GIVEN ENTRIES below:

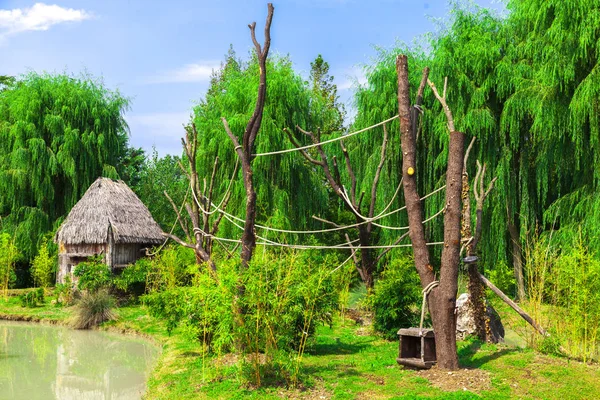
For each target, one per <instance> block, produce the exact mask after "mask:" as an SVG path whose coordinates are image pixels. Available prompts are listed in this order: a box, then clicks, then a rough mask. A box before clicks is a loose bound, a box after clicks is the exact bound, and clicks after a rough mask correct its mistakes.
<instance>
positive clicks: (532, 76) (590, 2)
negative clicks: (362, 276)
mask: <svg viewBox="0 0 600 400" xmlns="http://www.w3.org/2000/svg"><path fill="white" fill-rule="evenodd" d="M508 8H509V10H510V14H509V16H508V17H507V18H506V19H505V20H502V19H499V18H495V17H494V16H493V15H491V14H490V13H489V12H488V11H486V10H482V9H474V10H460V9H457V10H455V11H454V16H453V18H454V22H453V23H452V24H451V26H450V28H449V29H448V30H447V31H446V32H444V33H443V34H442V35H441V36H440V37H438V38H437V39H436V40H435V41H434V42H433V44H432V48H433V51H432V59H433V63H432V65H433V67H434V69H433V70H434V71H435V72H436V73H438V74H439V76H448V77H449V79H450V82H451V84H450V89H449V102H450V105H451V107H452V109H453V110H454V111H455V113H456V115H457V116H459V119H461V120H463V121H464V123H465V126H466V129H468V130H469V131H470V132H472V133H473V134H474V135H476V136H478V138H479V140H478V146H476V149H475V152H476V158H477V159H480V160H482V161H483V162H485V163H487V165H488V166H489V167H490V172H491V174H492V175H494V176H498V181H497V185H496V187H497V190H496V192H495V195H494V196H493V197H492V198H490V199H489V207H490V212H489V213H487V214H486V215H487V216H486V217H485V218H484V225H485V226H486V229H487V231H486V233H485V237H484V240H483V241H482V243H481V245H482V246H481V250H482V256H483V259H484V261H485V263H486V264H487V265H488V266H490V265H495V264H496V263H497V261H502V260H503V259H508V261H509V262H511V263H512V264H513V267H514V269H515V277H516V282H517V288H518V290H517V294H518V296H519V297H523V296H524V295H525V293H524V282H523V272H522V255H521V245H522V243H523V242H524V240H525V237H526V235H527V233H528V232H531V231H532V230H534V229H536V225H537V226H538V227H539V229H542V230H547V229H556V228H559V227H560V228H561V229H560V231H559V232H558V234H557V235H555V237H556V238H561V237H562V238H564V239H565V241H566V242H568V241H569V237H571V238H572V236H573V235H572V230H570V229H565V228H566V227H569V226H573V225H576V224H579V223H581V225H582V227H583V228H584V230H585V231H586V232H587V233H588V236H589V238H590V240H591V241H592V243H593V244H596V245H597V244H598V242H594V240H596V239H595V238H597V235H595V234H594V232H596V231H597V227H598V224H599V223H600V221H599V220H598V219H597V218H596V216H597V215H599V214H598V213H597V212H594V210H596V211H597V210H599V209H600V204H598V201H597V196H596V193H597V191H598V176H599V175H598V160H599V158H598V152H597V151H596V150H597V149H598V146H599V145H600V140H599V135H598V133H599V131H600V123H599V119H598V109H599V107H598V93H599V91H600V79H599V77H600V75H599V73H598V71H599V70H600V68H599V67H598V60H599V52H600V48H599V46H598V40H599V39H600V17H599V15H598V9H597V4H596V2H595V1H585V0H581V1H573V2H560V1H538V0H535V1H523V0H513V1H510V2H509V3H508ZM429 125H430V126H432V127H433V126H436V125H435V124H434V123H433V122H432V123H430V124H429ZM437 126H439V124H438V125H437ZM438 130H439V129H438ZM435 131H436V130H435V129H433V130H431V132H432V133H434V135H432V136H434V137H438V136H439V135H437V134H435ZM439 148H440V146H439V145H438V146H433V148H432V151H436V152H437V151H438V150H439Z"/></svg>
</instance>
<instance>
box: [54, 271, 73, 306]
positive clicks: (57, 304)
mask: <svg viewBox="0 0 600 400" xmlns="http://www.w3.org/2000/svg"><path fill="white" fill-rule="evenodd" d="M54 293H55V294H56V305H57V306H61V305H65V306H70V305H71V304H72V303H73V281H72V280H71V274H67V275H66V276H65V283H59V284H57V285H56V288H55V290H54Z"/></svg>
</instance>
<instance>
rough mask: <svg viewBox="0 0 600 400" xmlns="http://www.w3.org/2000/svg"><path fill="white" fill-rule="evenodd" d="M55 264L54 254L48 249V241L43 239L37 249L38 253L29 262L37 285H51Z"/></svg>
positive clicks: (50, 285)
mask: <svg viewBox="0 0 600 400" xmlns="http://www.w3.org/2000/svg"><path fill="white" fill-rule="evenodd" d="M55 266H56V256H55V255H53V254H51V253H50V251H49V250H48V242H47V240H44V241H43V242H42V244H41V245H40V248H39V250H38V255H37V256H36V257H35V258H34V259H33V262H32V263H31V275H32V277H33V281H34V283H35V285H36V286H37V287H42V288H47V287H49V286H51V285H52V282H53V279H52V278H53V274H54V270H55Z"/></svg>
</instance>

End of GIVEN ENTRIES.

BRIEF:
Reproduce the listing verbatim, and keep the pictures out of the copy.

ANSWER TO THIS PROBLEM:
For each target, one per <instance> block, produce the exact mask after "mask:" as an SVG path whose coordinates are image pixels. Available prompts are listed in this order: a box, then clicks, then a rough mask. A box before clicks is a loose bound, a box after clicks is the exact bound, and clicks after a rough mask correct its mistakes.
<instance>
positive clicks: (532, 76) (590, 2)
negative clicks: (362, 276)
mask: <svg viewBox="0 0 600 400" xmlns="http://www.w3.org/2000/svg"><path fill="white" fill-rule="evenodd" d="M508 8H509V10H510V14H509V16H508V17H507V18H506V19H505V20H502V19H499V18H495V17H494V16H493V15H491V14H490V13H489V12H488V11H486V10H482V9H474V10H460V9H457V10H455V11H454V16H453V18H454V22H453V23H452V24H451V26H450V28H449V29H448V30H447V31H446V32H444V33H443V34H442V35H441V36H440V37H438V38H437V39H436V40H435V41H434V42H433V44H432V48H433V51H432V59H433V63H432V65H433V67H434V69H433V70H434V71H435V72H436V73H438V74H439V76H448V77H449V79H450V82H451V84H450V89H449V102H450V105H451V107H452V109H453V110H454V111H455V113H456V115H457V116H459V119H461V120H463V121H464V123H465V126H466V129H468V130H469V131H470V132H472V133H473V134H474V135H476V136H478V138H479V140H478V146H476V149H475V152H476V158H477V159H480V160H482V161H483V162H485V163H487V165H488V166H489V167H490V172H491V174H492V175H494V176H498V181H497V185H496V187H497V190H496V192H495V195H494V196H493V197H492V198H490V199H489V207H490V212H489V213H487V214H486V215H487V216H486V217H485V218H484V225H485V226H486V229H487V231H486V233H485V237H484V240H483V241H482V243H481V245H482V246H481V250H482V256H483V259H484V261H485V263H486V264H487V265H488V266H490V265H495V264H496V263H497V261H502V260H503V259H508V261H509V262H511V263H512V264H513V267H514V269H515V277H516V282H517V288H518V290H517V294H518V296H519V297H523V296H524V295H525V293H524V282H523V272H522V255H521V245H522V243H523V242H524V240H525V237H526V235H527V233H528V232H531V231H532V230H534V229H536V225H537V226H538V227H539V229H542V230H547V229H556V228H559V227H560V228H561V229H560V231H559V232H558V234H557V235H555V237H556V238H561V237H562V238H564V239H565V241H566V242H568V241H569V237H571V238H572V236H573V235H572V230H570V229H565V228H566V227H569V226H573V225H576V224H579V223H581V225H582V227H583V228H584V230H585V231H586V232H587V233H588V236H589V238H590V240H591V241H592V243H593V244H596V245H597V244H598V242H594V240H596V239H595V238H597V235H595V234H594V232H596V231H597V227H598V224H599V223H600V221H599V220H598V219H597V218H596V216H597V215H599V214H598V213H597V212H594V210H596V211H597V210H599V209H600V204H598V201H597V196H596V193H597V191H598V176H599V175H598V160H599V158H598V152H597V151H596V150H597V149H598V146H599V145H600V140H599V135H598V133H599V131H600V123H599V119H598V109H599V107H598V93H599V91H600V79H599V77H600V75H599V73H598V71H599V70H600V68H599V67H598V60H599V52H600V48H599V46H598V40H599V39H600V17H599V15H598V9H597V4H596V2H595V1H585V0H581V1H573V2H560V1H538V0H535V1H523V0H513V1H510V2H509V3H508ZM429 125H430V126H432V127H433V126H436V125H435V124H434V123H433V122H432V123H430V124H429ZM437 126H439V124H438V125H437ZM438 130H439V129H438ZM435 131H436V130H435V129H433V130H431V132H432V133H434V135H432V136H434V137H438V136H439V135H437V134H435ZM439 148H440V146H439V145H438V146H433V148H432V151H436V152H437V151H438V150H439Z"/></svg>
</instance>
<instance>
box: [54, 271, 73, 306]
positive clicks: (57, 304)
mask: <svg viewBox="0 0 600 400" xmlns="http://www.w3.org/2000/svg"><path fill="white" fill-rule="evenodd" d="M54 293H55V294H56V305H57V306H61V305H65V306H70V305H71V304H72V303H73V281H72V280H71V274H67V275H66V276H65V283H59V284H57V285H56V288H55V290H54Z"/></svg>
</instance>
<instance>
rough mask: <svg viewBox="0 0 600 400" xmlns="http://www.w3.org/2000/svg"><path fill="white" fill-rule="evenodd" d="M55 264L54 254L48 249V241L43 239L37 249L38 253L29 262L37 285H51Z"/></svg>
positive clicks: (50, 285)
mask: <svg viewBox="0 0 600 400" xmlns="http://www.w3.org/2000/svg"><path fill="white" fill-rule="evenodd" d="M55 266H56V256H55V255H53V254H51V253H50V251H49V250H48V242H47V240H44V241H43V242H42V244H41V245H40V248H39V250H38V255H37V256H36V257H35V258H34V259H33V262H32V263H31V275H32V277H33V281H34V283H35V285H36V286H37V287H42V288H47V287H49V286H51V285H52V282H53V279H52V278H53V274H54V270H55Z"/></svg>
</instance>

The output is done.